_QUOTED PASSAGE_
Cave in British Columbia, Canada

Close to the Edge is a significant cave in the Dezaiko Range of the Rocky Mountains in British Columbia, Canada. It is within Close To The Edge Provincial Park and Protected Area about 160 km east of Prince George, British Columbia.

==Name origin==
The cave is named for its remarkable cliffside location; a caver standing on the entrance rampart can look down the 255-metre entrance shaft on one side and down some 700 metres to the valley floor on the other. This topographic oddity is also reminiscent of the artwork on the 1972 record album Close to the Edge by the band Yes, which featured lakes improbably perched on mountain summits. Local cavers also felt "close to the edge" of their abilities while exploring the unprecedented deep shaft.

==Cave setting and form==
The 20m wide entrance to Close to the Edge is located in a cliff near the summit of an unnamed mountain, but is hidden by a natural rampart and thus only visible from the air. The entrance shaft is 255 m deep, by far the deepest in Canada, and often sports a 20-metre-long overhanging icicle. This is followed by shafts of 32 m, 17 m, 7 m, 10 m, 10 m, 8 m, 9 m, 68 m, and 9 m, ending at a sump. As of 2023, the surveyed length of all passages only totals 1153 metres, while its overall depth of 472 metres makes it the fifth-deepest cave in Canada. It is believed that the sump water reappears at Twin Falls Resurgence some 600 m below the entrance.

==Exploration==
The first recorded entrance sighting was in 1985 by cavers in a helicopter supporting a nearby expedition. The following year the cave was explored to a frozen mud and stone blockage at the base of the second pitch at a depth of about 320 meters. The blockage was removed in 1994 by a team led by Neeld Messler, Jim Hewett and Stephen Alvarez. A final exploration in 2001 by a team led by Canadians John Donovan, Jason Morgan, Dan Pach and Australian Warwick M Green (Formally known as Warwick Baggs) pushed the cave from the blockage and discovered the sump at -472 m. This team surveyed and mapped the cave and published their findings with the assistance of Dr Chas Yonge of the University of Calgary. Subsequent explorations have not resulted in further depth.

_WORK REQUEST 1_
Can you sum up the passage on the Close to the Edge cave in two sentences?
_WORK REQUEST 2_
Could you reproduce the part of the passage on the Close to the Edge cave from "Close to the Edge is a" to "George, British Columbia.", word for word?

_Dataset entries_
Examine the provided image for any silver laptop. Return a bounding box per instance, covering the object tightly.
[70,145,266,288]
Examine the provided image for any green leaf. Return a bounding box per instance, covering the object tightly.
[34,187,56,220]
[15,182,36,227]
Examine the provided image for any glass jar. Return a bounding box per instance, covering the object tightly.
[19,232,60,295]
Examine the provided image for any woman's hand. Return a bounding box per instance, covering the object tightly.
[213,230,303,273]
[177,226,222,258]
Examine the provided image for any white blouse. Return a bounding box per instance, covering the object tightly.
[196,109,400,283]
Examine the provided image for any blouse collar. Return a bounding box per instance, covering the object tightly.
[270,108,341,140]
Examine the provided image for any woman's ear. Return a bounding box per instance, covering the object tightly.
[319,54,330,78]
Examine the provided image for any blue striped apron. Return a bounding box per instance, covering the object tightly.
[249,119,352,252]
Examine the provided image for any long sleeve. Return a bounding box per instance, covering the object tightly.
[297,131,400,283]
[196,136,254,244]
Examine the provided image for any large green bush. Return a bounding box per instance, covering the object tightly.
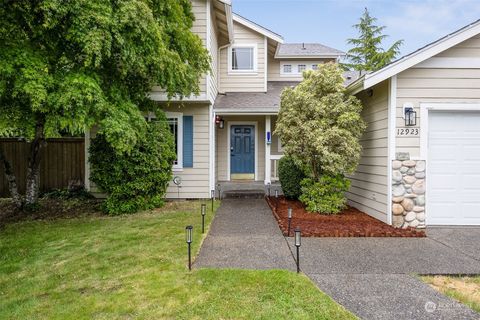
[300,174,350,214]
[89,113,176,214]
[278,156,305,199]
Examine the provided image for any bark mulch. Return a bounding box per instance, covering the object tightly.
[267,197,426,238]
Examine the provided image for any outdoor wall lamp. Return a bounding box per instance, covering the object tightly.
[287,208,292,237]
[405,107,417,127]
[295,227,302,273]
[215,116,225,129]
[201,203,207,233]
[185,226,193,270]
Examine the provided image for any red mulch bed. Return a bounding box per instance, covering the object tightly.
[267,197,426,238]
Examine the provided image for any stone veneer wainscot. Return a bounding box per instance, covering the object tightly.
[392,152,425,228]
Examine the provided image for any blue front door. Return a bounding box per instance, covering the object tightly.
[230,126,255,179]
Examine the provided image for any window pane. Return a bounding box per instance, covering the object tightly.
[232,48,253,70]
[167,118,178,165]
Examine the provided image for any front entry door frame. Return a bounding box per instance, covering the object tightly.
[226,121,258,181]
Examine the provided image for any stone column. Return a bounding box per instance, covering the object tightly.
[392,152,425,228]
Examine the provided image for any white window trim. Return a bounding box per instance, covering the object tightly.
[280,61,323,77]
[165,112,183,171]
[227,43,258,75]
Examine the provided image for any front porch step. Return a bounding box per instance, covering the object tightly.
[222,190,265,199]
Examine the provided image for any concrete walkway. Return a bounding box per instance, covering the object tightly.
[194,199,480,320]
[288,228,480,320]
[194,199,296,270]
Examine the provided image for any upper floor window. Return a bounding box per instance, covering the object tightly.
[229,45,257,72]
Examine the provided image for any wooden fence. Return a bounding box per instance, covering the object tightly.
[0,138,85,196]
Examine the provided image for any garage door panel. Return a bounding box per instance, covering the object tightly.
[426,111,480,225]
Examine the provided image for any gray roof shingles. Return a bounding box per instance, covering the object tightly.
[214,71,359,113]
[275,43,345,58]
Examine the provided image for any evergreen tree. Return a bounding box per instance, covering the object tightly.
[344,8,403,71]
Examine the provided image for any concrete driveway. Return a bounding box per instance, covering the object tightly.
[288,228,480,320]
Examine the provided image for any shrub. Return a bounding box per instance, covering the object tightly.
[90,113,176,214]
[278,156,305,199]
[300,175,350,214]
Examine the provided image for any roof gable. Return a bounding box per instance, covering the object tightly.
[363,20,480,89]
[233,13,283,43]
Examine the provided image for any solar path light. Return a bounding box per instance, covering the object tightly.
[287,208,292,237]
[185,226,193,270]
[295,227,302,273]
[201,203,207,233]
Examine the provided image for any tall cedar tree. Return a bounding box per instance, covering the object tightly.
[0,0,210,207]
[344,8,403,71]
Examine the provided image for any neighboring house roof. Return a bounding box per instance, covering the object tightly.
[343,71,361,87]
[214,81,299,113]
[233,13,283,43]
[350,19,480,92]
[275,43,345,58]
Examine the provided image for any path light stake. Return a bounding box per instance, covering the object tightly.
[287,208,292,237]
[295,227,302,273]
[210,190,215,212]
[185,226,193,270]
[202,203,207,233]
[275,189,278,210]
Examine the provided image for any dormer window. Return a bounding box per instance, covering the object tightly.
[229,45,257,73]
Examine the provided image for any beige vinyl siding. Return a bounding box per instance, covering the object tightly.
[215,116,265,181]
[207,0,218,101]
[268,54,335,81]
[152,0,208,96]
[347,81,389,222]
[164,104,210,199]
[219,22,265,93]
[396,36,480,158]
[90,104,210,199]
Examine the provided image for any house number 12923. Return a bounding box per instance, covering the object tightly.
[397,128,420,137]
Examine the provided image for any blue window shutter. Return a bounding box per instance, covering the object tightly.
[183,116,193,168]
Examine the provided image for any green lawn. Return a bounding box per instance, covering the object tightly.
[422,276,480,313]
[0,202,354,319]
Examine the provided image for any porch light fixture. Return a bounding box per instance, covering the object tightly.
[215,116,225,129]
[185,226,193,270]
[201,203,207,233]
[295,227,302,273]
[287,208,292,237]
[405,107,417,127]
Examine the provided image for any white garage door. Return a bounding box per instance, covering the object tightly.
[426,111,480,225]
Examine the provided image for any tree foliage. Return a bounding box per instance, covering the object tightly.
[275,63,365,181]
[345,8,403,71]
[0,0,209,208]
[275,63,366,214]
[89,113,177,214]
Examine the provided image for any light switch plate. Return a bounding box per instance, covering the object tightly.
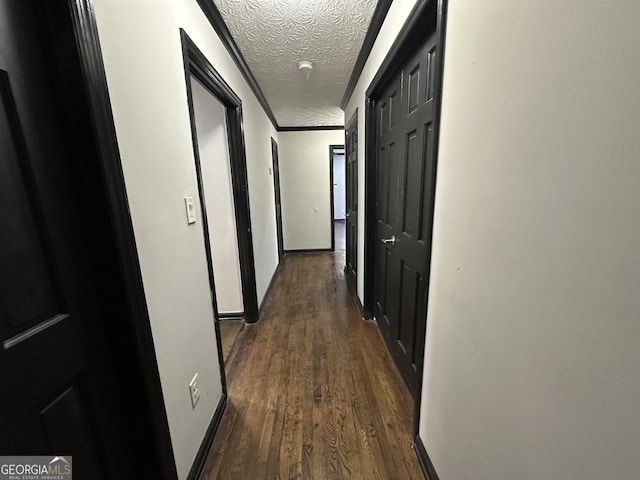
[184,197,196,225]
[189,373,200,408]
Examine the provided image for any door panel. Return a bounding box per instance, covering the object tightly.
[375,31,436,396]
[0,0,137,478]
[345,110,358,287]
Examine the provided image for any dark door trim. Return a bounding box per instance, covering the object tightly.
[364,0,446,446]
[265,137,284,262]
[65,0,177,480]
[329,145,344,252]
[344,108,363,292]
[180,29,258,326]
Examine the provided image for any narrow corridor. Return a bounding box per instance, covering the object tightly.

* * *

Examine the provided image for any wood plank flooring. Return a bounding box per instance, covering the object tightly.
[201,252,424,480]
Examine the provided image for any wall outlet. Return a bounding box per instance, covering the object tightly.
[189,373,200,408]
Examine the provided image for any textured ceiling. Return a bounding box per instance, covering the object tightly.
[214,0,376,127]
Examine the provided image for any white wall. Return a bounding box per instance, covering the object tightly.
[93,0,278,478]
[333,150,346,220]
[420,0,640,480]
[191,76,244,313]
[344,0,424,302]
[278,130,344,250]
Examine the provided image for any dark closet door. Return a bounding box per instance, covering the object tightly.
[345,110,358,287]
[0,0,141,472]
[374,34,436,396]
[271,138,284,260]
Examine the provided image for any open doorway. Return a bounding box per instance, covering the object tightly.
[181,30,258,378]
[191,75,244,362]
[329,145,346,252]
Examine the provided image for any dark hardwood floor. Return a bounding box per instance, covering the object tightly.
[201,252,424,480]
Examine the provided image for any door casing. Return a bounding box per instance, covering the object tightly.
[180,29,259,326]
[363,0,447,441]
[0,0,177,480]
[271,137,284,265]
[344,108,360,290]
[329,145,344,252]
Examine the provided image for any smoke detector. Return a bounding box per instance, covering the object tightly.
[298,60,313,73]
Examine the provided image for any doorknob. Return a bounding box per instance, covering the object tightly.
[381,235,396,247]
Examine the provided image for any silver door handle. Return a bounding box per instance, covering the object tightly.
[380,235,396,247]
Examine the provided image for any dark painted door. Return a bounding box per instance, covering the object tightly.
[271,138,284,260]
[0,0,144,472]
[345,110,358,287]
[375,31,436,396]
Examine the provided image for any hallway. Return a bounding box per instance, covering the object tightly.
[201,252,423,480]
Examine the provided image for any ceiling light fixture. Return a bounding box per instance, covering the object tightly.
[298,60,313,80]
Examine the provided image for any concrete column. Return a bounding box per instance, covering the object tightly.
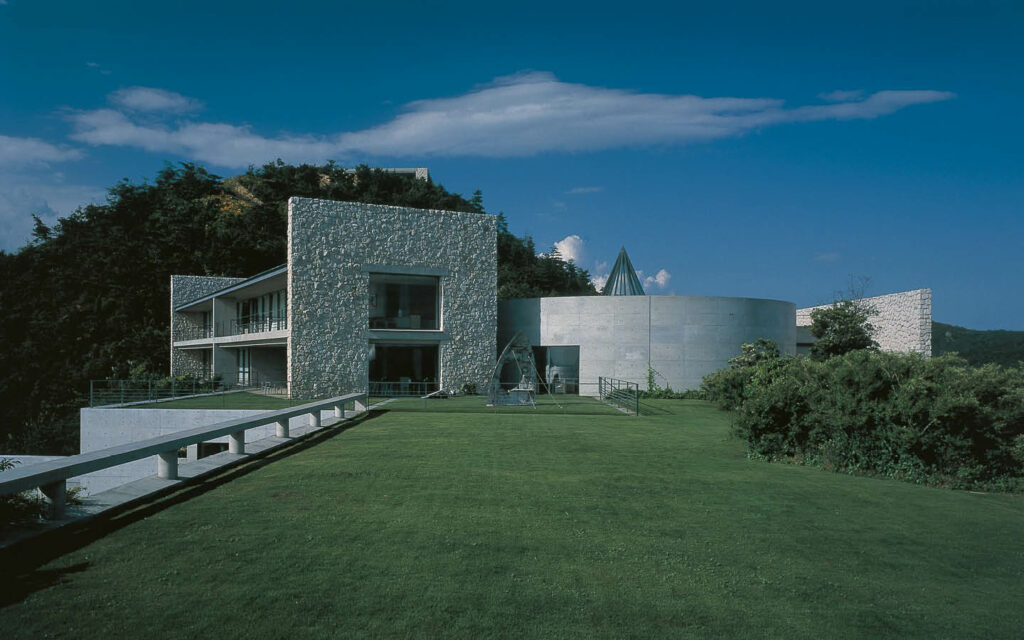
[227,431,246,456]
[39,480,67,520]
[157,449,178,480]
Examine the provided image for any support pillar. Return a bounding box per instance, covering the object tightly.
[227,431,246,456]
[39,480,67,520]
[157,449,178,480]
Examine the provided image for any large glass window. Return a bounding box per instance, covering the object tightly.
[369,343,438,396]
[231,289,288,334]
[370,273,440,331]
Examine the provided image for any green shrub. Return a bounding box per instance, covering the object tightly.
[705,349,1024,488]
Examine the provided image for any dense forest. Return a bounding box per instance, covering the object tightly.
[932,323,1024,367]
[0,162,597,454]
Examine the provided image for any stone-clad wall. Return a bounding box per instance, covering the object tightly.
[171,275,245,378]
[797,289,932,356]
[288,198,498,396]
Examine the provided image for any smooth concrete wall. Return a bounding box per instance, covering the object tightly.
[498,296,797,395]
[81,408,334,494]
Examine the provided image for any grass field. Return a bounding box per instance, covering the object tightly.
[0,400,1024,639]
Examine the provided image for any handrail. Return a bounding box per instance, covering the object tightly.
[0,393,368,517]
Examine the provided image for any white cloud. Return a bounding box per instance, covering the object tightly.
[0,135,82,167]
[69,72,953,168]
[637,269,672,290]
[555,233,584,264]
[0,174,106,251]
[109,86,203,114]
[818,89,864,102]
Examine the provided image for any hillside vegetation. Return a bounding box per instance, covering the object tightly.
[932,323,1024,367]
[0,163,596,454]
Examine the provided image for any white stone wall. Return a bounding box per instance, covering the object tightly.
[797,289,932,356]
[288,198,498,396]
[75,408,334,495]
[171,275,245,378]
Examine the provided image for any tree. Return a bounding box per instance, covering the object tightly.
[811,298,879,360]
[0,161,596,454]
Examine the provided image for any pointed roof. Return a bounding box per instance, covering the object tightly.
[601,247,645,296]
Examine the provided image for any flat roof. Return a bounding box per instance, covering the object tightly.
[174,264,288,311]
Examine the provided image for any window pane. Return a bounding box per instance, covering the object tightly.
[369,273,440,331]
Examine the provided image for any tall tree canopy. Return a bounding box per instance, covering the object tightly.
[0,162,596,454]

==

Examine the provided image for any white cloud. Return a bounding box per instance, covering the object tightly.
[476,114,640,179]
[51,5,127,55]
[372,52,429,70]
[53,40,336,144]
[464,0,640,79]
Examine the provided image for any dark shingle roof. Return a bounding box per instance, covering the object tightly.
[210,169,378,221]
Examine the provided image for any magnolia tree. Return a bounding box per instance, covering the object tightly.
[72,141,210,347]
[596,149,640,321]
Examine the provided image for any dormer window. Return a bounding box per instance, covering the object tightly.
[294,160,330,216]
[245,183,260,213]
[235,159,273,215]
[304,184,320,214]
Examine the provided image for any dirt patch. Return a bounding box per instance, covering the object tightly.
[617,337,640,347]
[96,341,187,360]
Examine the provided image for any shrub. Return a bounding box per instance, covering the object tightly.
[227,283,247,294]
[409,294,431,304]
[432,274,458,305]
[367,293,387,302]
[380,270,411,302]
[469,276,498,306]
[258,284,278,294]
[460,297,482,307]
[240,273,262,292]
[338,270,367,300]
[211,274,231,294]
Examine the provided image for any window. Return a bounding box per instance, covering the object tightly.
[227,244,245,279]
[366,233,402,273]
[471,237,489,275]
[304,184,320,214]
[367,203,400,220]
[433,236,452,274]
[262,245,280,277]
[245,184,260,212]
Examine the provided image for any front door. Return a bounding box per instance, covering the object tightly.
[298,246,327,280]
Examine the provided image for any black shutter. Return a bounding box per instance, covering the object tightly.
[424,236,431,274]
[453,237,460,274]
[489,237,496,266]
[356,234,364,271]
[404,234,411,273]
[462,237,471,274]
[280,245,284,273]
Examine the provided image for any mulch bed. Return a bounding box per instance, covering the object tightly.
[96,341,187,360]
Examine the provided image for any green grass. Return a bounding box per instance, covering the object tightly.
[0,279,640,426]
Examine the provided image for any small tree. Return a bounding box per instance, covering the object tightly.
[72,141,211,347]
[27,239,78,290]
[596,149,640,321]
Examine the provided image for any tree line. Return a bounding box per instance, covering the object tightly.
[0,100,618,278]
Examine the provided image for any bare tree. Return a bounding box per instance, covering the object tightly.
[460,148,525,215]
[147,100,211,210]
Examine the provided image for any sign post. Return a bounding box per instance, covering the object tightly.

_RESPONSE 1_
Close to the Edge is a cave in the Dezaiko Range of the Rocky Mountains in British Columbia, named for its cliffside location, and its 255-metre entrance shaft is by far the deepest in Canada. After cavers in a helicopter first sighted the entrance in 1985, the cave was explored in stages until a 2001 team reached a sump at -472 m, a depth that makes it the fifth-deepest cave in Canada.

_RESPONSE 2_
Close to the Edge is a significant cave in the Dezaiko Range of the Rocky Mountains in British Columbia, Canada. It is within Close To The Edge Provincial Park and Protected Area about 160 km east of Prince George, British Columbia.